- **What to produce**
Go through the records below and copy out every line that contains the word "curly".
*** Records shown ***
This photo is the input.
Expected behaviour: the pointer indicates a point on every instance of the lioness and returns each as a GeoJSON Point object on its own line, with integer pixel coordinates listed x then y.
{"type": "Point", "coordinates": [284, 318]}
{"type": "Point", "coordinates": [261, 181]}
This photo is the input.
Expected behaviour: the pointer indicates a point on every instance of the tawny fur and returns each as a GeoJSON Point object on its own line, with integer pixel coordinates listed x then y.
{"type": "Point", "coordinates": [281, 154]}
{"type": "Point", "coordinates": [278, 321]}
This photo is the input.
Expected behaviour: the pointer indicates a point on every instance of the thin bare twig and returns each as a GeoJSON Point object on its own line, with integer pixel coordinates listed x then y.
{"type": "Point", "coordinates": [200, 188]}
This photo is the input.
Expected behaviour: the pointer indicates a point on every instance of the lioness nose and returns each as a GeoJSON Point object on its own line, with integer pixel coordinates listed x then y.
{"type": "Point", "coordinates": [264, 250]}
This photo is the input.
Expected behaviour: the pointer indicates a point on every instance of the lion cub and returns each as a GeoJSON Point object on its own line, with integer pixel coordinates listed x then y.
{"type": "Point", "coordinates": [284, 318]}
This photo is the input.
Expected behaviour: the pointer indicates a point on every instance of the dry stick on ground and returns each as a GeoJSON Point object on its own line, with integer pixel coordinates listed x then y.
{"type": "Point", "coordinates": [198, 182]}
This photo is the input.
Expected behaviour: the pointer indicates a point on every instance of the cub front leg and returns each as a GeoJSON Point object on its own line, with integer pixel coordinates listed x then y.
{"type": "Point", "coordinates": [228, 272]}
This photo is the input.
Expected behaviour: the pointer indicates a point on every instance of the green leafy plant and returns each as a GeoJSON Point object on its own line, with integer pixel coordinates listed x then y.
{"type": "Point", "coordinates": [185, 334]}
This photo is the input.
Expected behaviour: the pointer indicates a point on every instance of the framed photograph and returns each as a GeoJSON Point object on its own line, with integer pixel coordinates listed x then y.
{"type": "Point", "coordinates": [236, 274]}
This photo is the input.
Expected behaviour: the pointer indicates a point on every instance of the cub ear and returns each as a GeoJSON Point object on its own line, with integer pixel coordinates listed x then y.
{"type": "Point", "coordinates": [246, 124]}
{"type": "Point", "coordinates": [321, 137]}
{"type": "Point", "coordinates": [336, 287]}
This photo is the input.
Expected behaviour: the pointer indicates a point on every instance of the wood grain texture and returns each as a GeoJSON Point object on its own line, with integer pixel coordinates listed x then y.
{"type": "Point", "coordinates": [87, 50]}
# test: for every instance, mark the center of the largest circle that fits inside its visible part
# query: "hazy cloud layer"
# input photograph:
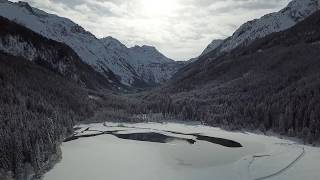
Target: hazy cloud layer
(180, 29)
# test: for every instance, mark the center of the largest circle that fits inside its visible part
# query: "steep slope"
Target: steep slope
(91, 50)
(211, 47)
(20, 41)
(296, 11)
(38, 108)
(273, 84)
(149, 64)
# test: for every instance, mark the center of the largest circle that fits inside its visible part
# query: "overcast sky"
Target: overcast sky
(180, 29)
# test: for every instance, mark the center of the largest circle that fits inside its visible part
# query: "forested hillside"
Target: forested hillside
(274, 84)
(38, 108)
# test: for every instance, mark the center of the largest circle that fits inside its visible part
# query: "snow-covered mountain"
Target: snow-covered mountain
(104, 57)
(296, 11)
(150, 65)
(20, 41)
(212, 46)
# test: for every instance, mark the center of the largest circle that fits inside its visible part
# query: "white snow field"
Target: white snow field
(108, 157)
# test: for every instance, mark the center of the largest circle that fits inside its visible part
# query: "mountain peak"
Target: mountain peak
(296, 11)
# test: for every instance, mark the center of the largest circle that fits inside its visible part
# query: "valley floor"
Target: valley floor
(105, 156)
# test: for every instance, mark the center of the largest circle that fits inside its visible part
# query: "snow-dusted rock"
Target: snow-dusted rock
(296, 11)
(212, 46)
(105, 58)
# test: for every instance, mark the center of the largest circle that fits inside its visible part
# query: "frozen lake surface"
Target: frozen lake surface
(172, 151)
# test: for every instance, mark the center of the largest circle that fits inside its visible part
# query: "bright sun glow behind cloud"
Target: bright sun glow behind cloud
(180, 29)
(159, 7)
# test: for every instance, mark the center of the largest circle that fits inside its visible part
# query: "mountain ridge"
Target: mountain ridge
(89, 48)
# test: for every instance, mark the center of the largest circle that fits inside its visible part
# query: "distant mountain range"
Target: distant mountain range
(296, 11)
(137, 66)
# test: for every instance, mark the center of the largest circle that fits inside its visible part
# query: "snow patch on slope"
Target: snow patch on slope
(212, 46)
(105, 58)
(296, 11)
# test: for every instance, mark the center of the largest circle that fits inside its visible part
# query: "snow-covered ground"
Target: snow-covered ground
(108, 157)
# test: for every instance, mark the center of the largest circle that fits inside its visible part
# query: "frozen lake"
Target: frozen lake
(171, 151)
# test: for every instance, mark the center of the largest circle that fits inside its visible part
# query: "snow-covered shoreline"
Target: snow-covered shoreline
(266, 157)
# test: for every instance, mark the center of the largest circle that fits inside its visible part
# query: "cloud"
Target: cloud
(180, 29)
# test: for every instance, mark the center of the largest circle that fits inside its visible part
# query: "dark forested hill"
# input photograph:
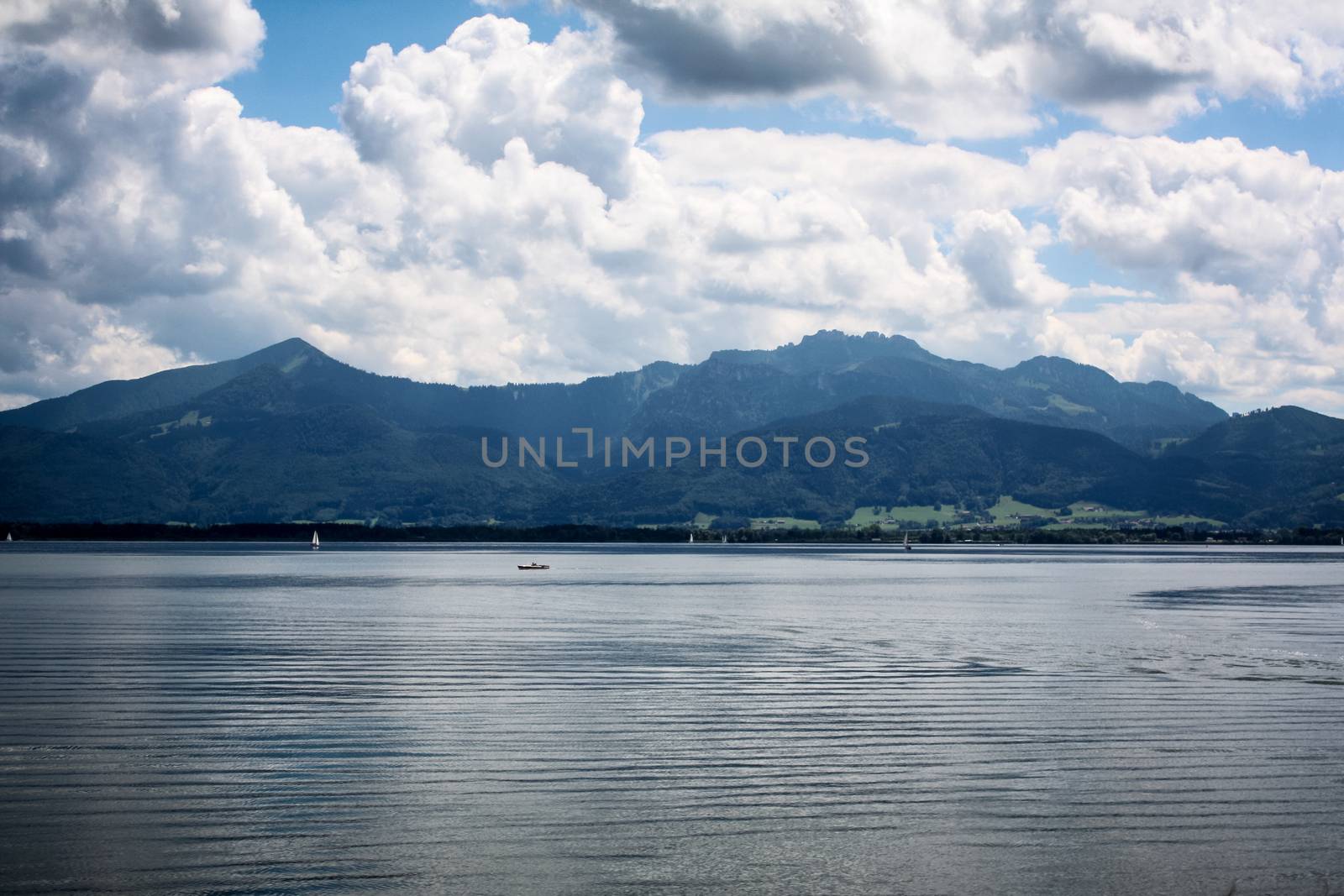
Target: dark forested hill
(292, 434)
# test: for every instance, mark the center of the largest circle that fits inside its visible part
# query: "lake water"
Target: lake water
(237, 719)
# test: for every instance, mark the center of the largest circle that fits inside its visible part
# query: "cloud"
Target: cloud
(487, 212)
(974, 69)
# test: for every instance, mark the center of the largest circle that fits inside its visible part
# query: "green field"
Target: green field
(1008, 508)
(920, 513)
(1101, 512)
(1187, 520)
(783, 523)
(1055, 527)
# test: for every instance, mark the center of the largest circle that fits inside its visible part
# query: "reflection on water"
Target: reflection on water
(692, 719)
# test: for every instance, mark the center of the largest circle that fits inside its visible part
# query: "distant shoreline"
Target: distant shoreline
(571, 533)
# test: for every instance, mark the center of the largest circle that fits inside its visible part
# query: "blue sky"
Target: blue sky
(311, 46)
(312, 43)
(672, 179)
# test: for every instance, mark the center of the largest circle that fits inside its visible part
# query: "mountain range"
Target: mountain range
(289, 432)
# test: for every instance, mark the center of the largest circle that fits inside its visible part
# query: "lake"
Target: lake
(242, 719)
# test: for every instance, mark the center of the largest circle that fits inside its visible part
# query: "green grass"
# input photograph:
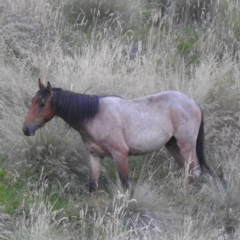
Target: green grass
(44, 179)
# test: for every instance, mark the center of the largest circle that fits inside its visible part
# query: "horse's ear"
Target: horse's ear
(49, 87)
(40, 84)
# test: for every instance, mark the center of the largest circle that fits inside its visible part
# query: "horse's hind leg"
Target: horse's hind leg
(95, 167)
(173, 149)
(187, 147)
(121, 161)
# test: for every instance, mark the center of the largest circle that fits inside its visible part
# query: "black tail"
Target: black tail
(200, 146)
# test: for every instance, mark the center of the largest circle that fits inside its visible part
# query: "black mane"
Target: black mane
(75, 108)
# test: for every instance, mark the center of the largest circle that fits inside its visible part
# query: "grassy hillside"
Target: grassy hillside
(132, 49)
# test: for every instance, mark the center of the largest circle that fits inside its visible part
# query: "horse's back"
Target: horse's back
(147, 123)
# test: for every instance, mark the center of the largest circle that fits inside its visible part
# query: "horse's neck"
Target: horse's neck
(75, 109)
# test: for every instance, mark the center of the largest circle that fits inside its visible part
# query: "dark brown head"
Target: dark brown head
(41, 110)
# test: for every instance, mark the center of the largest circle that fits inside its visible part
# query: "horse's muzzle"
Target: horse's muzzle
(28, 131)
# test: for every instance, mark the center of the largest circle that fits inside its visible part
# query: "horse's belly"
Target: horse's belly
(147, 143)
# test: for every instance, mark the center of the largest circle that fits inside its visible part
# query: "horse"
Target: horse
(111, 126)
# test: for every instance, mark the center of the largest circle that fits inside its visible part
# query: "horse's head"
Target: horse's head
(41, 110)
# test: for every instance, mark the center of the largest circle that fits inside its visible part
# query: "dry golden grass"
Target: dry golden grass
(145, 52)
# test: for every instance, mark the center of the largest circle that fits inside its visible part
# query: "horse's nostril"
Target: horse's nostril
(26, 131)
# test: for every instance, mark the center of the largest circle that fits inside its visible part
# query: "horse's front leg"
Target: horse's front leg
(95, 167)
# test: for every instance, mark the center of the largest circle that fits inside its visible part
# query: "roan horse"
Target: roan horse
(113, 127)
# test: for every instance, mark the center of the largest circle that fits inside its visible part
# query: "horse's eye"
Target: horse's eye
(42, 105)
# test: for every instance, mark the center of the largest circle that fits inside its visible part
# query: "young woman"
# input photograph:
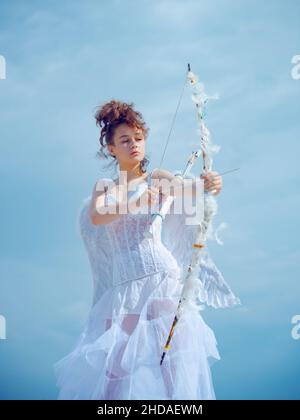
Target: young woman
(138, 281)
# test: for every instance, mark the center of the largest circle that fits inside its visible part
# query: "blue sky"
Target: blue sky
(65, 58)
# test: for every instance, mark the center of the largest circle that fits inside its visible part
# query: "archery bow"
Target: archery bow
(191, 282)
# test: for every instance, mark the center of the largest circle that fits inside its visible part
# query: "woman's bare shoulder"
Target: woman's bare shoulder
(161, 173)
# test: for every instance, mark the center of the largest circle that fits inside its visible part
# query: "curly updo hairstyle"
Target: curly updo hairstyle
***
- **Result**
# query: "curly updo hairstyle"
Target: curly updo hairstyle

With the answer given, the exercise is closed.